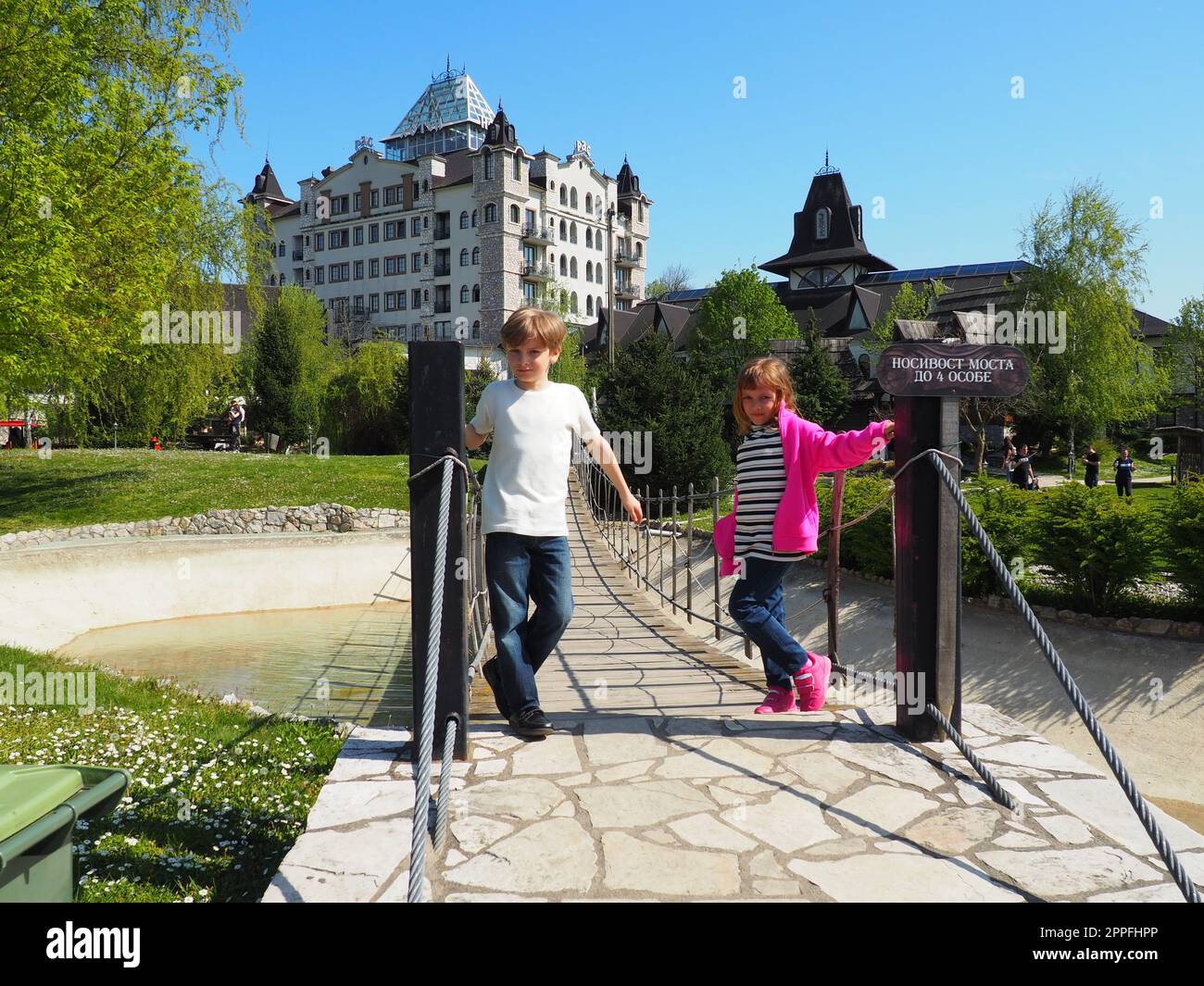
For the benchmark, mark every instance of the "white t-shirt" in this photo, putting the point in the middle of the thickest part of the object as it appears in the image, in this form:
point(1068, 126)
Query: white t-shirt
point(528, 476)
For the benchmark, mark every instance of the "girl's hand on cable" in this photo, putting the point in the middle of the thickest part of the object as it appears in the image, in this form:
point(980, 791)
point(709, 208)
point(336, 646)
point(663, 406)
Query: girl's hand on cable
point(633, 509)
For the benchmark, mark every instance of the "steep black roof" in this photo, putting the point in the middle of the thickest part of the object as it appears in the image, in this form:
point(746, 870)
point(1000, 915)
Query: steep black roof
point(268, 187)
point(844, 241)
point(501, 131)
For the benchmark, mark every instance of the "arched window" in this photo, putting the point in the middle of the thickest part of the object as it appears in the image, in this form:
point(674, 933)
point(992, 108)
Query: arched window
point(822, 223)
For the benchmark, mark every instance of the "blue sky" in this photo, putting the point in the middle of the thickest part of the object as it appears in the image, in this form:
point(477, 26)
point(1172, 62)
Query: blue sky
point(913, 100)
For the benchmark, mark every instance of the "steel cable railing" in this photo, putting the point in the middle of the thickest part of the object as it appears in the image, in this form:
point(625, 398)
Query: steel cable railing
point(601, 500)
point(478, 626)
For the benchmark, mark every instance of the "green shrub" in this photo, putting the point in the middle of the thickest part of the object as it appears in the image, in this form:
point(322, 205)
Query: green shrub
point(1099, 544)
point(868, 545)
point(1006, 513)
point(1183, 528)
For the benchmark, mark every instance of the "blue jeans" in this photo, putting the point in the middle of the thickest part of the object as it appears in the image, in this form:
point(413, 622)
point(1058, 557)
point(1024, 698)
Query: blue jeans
══════════
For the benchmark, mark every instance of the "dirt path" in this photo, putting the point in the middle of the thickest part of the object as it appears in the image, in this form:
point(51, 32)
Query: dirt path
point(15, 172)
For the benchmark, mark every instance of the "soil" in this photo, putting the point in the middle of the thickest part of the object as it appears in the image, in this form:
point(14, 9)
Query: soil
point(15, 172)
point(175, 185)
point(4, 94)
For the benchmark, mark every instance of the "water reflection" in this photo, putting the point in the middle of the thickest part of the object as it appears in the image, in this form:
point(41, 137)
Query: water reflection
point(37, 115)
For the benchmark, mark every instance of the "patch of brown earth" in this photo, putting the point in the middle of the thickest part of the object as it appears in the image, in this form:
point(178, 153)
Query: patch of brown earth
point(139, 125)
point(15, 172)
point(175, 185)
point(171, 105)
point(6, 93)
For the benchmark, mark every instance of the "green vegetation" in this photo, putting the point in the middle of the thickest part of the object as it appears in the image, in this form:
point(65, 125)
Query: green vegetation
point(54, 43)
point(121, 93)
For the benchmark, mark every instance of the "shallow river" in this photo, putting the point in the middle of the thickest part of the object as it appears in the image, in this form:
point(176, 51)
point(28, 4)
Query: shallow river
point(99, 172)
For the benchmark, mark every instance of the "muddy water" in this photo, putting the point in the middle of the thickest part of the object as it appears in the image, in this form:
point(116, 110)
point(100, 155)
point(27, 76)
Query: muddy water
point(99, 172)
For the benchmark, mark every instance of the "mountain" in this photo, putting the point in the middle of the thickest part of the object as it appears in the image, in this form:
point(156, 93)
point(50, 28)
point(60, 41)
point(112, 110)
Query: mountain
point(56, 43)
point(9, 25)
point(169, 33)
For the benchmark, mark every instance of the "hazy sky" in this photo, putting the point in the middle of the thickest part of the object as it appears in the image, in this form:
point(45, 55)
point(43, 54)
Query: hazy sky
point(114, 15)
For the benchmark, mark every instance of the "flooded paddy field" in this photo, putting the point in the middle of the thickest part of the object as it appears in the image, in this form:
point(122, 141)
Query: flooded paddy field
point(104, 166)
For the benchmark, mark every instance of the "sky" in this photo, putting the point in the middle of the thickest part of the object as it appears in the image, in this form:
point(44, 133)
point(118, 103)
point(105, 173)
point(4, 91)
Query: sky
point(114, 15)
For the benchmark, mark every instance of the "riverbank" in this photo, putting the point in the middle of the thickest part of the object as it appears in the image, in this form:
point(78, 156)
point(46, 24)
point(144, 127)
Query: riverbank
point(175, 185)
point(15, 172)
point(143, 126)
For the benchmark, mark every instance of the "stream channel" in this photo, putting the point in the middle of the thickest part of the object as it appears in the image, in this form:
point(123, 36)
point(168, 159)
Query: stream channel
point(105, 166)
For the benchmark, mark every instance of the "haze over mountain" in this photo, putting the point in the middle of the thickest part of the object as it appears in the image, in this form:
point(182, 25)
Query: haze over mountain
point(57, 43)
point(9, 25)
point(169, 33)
══════════
Show every line of the entries above that contains the word "vegetation".

Exercise response
For the benchmark, mark every instance of the "green vegetation" in this photo, putting the point in the middle of the thickest part of the object as it appears in the image, in this form:
Query: green vegetation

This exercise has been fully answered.